◆ What to work on
Make the copy match the entries below exactly, with no pictures carried over.

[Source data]
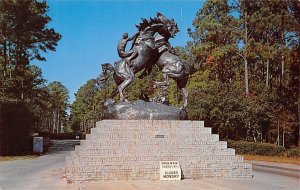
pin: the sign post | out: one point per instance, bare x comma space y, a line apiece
170, 170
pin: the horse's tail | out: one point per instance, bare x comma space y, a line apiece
107, 69
189, 67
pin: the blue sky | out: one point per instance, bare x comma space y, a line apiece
90, 31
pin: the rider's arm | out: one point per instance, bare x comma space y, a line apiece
132, 37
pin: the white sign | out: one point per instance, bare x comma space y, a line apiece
170, 170
38, 145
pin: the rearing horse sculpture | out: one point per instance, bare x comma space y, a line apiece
152, 47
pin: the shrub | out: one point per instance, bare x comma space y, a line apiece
294, 152
245, 147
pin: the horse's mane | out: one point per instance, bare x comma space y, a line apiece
170, 25
145, 23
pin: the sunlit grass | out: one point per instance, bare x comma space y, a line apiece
11, 158
278, 159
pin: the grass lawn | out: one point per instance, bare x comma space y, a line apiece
278, 159
10, 158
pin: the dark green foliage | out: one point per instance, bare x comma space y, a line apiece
24, 37
252, 148
248, 84
293, 152
15, 129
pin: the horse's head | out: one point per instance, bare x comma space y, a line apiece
164, 26
170, 26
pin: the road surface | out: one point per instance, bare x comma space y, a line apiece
47, 173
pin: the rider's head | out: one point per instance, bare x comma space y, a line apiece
125, 35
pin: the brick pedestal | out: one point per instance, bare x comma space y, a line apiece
132, 150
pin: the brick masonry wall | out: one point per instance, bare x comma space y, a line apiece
132, 150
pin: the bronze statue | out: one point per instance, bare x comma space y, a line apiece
150, 47
131, 54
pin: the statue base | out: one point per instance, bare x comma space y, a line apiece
133, 150
142, 110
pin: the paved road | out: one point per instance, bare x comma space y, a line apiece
46, 173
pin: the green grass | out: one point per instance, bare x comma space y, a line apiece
11, 158
277, 159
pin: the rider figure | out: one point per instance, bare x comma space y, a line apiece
131, 54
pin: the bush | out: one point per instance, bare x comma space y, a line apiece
252, 148
16, 122
294, 152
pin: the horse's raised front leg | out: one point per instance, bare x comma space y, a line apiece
165, 82
185, 94
122, 87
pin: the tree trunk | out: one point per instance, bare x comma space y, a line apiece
54, 121
267, 74
58, 122
278, 140
245, 57
283, 139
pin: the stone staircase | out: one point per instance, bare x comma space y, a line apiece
132, 150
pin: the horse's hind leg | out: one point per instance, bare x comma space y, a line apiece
185, 97
123, 85
181, 83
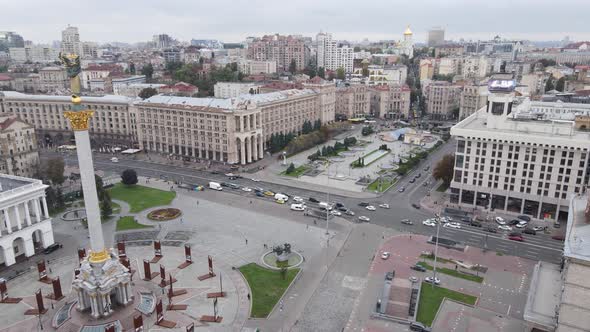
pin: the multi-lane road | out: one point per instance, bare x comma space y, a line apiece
535, 247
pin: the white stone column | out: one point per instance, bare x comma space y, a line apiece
37, 209
249, 149
86, 166
27, 213
8, 226
17, 216
45, 207
243, 152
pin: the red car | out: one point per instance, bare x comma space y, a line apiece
516, 238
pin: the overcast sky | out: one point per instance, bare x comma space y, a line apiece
231, 20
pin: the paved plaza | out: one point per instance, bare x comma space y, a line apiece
233, 230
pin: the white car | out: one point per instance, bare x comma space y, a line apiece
297, 207
452, 225
428, 223
431, 280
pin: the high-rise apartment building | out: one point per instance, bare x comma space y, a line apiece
436, 36
331, 56
281, 49
70, 41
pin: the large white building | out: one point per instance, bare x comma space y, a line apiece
25, 225
529, 158
330, 56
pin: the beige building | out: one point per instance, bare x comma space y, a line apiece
18, 147
111, 124
473, 97
390, 102
442, 98
353, 101
282, 49
53, 79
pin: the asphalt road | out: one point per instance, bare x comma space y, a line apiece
535, 247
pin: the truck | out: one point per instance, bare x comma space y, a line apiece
215, 186
282, 197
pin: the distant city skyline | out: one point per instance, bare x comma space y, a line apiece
231, 21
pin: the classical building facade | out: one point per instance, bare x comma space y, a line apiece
526, 159
25, 225
18, 147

◆ Answer for the task
pin: the sign post | out: one point per instance, bare x comma space y, a line apiece
170, 170
pin: the horse's tail | out: one point per instance, bare x comma space y, a line apiece
107, 69
189, 67
pin: the blue sky | out: one point per instance, bare x comma space y, a line apiece
90, 31
pin: the rider's arm | out: one point per instance, bare x comma space y, a line apiece
132, 37
pin: the white sign | out: one point per instance, bare x comma space y, a line apiece
170, 170
38, 145
pin: the rearing horse sculpture | out: one point per instance, bare x comma space y, a line apiece
152, 47
pin: the shrub | out: one point per instance, bare x comma space y, a line apiece
294, 152
245, 147
pin: the horse's mane | out: one point per instance, bare x comma space y, a line apiece
170, 25
145, 23
pin: the sunlit grass | out: one point per instance, bare x comma space y, a line apiece
11, 158
278, 159
pin: the grass lawn | out: one point per instance, bare x comma space y, a line apiece
278, 159
10, 158
pin: the dark green foliage | out: one point per instance, bare x comma space y, a line apiece
24, 37
252, 148
248, 84
293, 152
15, 129
pin: the horse's head | out: one point per instance, bare x comma space y, a line apiece
164, 26
170, 26
pin: the road surface | out: one point per instance, bare x comma space y, a line apiece
47, 173
pin: the rider's head | out: one point per instance, bare x comma space y, a line apiece
125, 35
pin: the brick pedestal | out: one point per instance, bare x comma space y, a line apiece
132, 150
pin: the brick masonry wall | out: one point per instance, bare x comma space y, a line apiece
132, 150
pin: the bronze statue | out: one point per instance, bare x comma space y, a line apiece
150, 47
131, 54
pin: the statue base | out: one point per instance, bare x comma space y, a line apiece
133, 150
142, 110
pin: the paved road | out: one point per instance, bare x comma space y, a line apiece
46, 173
pin: the green grass | out: one point per instance, bare x comma space y, a line apiece
11, 158
277, 159
pin: the rider figure | out: one point per instance, bare x comma space y, a line apiece
131, 54
pin: the bush | out: one point per instance, bare x comma space y, a line apiece
252, 148
16, 122
294, 152
pin: the horse's raised front leg | out: one point per instance, bare x comma space y, a line apiece
165, 82
185, 94
122, 87
pin: the tree trunk | out: one point per instance, bare x comma space y, a line apiece
54, 121
267, 74
58, 122
278, 140
245, 57
283, 139
pin: the stone staircase | out: one point per instance, bare x comma space y, a line apiece
132, 150
pin: the horse's hind leg | out: one point per instance, bare x comma space y, a line apiece
185, 97
123, 85
181, 83
pin: the multi-lane road | out: one point per instance, bare x comma space y, a line apiece
535, 247
pin: the white stone column | out: one point per instance, bare x comma space y, a line apiece
37, 209
249, 149
86, 166
27, 213
8, 226
17, 216
45, 207
243, 152
pin: the red car | out: one point per instance, bare x comma space y, a line apiece
516, 238
pin: the overcast sky | out: one point per instance, bare x comma space y, a line apiece
231, 20
pin: the paved plaza | out: one point per instance, bare x comma space y, a line apiece
233, 230
pin: the white car | out: one point per instance, bare x comma space y, a line apiece
297, 207
452, 225
428, 223
431, 280
pin: the high-rise apartment building | out: one point per instance, bare x comma space y, a line apiece
436, 36
331, 56
281, 49
70, 41
pin: the large white building | out: one point per instance, bare x comma space y, a line apiece
25, 225
529, 158
330, 56
pin: the beige building | out: one point per instance, bare x comma space y, a line apiece
18, 147
111, 124
473, 97
390, 102
442, 98
353, 101
282, 49
53, 79
pin: the asphalt road | out: one point per instance, bare x comma space y, a line apiece
535, 247
pin: the truck | out: one point per instance, bare x comma space y, a line apiece
215, 186
282, 197
pin: the distant city skyline | out: one point per instance, bare x comma space y, a line apiece
231, 21
pin: the classical building facade | out: one point per instance, bare x comma space y, a line apiece
526, 159
25, 225
18, 147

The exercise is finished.